### PROBLEM TO WORK ON
Exact copies are required of the lines from the line containing "the car window" through the final line of the listing, both included, and of no other lines.

------------------------------------------------------------

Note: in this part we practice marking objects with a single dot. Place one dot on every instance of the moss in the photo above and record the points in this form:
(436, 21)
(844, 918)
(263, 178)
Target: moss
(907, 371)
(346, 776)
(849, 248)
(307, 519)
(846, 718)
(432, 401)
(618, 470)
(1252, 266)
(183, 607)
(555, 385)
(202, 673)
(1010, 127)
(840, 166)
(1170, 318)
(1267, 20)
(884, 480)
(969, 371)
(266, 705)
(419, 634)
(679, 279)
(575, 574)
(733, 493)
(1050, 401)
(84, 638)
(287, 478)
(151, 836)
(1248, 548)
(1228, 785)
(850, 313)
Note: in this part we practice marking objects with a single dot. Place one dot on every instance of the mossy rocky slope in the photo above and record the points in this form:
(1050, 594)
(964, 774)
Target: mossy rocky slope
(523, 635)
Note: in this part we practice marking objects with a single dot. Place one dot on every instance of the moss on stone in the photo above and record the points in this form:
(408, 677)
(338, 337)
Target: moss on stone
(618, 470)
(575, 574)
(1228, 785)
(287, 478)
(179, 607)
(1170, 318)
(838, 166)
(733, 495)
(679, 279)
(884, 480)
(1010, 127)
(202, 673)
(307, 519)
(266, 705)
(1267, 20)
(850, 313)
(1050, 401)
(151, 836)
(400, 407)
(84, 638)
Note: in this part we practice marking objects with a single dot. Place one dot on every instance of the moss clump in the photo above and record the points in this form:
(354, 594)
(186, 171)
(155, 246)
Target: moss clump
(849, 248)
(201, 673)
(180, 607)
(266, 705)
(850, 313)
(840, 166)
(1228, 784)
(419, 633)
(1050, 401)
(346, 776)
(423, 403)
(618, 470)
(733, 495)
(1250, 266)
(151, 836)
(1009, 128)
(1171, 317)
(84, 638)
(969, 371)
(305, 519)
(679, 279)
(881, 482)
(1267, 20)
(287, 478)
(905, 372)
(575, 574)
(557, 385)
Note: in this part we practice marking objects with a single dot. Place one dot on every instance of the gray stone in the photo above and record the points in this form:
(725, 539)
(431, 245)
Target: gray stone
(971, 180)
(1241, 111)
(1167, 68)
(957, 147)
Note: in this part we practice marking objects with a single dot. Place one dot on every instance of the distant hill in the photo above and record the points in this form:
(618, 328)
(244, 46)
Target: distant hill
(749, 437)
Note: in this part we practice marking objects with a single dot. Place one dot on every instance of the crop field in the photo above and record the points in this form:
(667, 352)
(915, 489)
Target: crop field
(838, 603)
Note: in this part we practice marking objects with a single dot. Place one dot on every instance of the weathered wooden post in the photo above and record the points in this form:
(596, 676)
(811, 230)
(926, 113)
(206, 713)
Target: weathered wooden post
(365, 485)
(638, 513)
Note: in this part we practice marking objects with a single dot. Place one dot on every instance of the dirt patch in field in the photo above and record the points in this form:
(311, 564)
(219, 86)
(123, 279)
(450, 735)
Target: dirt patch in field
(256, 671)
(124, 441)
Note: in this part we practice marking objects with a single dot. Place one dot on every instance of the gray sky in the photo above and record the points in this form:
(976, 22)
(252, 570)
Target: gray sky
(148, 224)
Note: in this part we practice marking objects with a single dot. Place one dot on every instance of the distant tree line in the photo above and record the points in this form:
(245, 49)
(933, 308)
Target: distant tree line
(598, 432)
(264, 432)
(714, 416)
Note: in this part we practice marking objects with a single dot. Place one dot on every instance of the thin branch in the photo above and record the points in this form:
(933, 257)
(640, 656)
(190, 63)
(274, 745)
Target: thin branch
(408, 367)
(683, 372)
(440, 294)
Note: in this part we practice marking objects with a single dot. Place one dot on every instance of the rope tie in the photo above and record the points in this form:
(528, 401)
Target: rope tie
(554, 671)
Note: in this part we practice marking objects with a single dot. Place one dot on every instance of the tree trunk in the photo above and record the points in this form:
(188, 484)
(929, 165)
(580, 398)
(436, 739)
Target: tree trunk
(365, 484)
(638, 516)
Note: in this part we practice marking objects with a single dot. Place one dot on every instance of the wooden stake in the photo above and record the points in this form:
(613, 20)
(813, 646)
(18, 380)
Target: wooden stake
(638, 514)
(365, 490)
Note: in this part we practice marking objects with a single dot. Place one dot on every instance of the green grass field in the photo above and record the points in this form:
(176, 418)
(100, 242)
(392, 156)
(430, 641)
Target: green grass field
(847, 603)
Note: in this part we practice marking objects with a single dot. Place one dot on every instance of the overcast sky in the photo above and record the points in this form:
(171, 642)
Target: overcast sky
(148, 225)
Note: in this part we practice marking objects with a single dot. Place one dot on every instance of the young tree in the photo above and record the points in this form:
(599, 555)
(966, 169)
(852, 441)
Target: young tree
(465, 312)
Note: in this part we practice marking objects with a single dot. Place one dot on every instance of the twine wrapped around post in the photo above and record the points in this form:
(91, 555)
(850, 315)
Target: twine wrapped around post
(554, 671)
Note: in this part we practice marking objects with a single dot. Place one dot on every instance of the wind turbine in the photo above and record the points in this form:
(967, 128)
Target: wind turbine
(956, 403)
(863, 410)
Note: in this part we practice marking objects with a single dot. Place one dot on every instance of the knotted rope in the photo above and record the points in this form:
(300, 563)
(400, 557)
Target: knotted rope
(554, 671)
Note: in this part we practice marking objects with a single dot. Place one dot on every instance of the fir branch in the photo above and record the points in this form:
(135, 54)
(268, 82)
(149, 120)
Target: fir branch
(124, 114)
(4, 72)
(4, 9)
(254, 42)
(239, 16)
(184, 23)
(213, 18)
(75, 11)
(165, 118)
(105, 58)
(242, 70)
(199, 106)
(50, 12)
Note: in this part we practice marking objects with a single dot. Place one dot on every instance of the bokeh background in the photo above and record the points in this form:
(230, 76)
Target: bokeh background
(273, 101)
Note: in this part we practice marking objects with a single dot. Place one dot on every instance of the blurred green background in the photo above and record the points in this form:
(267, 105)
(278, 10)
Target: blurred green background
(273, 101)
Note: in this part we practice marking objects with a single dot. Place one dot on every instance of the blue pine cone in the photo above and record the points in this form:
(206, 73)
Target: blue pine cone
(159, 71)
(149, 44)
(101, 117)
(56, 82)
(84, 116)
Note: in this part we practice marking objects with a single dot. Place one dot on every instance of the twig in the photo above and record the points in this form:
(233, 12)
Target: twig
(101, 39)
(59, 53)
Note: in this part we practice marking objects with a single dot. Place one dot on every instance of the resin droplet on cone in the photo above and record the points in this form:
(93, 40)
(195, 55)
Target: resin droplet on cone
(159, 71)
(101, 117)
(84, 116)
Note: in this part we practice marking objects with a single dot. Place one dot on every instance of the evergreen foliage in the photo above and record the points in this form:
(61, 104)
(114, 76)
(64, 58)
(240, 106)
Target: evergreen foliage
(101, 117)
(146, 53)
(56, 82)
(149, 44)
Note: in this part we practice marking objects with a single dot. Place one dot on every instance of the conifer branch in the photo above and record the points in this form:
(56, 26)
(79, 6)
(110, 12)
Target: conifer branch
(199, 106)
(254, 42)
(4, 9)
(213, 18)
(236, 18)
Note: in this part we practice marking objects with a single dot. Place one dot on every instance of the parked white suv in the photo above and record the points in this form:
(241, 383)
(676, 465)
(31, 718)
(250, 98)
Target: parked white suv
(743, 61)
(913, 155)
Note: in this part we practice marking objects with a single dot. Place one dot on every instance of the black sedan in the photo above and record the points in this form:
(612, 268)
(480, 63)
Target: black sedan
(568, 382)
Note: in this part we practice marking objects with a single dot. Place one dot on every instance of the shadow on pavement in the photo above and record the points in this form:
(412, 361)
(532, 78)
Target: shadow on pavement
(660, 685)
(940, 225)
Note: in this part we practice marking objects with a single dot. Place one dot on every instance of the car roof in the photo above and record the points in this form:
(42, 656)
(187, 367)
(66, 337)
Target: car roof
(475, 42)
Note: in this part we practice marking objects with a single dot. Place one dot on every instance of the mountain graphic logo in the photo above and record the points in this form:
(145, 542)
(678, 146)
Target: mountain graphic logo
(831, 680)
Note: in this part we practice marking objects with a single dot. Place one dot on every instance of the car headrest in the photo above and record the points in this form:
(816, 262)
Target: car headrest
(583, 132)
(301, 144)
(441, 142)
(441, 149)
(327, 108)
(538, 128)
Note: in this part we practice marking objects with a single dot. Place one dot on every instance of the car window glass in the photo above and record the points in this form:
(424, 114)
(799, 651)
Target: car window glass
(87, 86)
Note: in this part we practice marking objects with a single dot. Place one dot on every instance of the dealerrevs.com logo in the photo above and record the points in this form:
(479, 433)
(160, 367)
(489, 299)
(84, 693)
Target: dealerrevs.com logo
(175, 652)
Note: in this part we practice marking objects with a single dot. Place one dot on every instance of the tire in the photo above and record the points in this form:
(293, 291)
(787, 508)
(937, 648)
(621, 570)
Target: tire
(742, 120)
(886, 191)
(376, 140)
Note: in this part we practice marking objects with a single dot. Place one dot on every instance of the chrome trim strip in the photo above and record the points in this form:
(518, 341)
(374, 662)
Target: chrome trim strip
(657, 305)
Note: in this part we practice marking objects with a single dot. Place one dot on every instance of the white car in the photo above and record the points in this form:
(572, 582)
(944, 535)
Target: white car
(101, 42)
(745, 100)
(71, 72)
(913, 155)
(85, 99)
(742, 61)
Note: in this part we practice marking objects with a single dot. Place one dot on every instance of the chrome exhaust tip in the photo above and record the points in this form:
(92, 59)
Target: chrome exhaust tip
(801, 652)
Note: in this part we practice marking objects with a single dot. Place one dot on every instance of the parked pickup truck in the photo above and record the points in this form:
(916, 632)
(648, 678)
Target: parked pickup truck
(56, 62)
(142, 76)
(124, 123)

------------------------------------------------------------

### PROBLEM SOLUTION
Note: in this part we practice marking objects with a single dot. Place one dot on every instance of the car window glass in the photo above and record the points in this form:
(424, 114)
(799, 651)
Target: car window glass
(87, 86)
Note: in this part we practice marking objects with a single dot. Place one dot on every instance of the dealerrevs.com logo in the photo above and record the points in this form:
(479, 433)
(160, 367)
(489, 299)
(84, 693)
Target: dealerrevs.com logo
(175, 652)
Note: in this part we practice marking objects with a single dot. Place one dot on every instance of the tire in the photo above and record the points in this form:
(293, 291)
(787, 508)
(937, 648)
(621, 570)
Target: tire
(742, 120)
(886, 191)
(376, 140)
Note: in this part we practice marking objects with a single dot. Place one dot on every instance of the chrome trim strip in the photo above and record the points in this form:
(518, 341)
(374, 662)
Target: chrome trim strip
(657, 305)
Note: in this part we practice marking objects with a single dot. Place one dot on every instance of the white car in the photo above and record the points in this form:
(572, 582)
(944, 535)
Target: white car
(101, 42)
(745, 100)
(71, 72)
(913, 155)
(85, 99)
(742, 61)
Note: in this part we practice marking objects with a single dot. Place one dot on every instance of the chrome exhaust tip in the photo above and record the points in this form:
(92, 59)
Target: chrome exhaust tip
(801, 652)
Note: in this part we practice marking objects with a single dot. Place one dot on every instance of the parked pickup truck in the photo above and record the points in this form:
(916, 632)
(648, 678)
Target: parked pickup truck
(56, 62)
(142, 76)
(124, 123)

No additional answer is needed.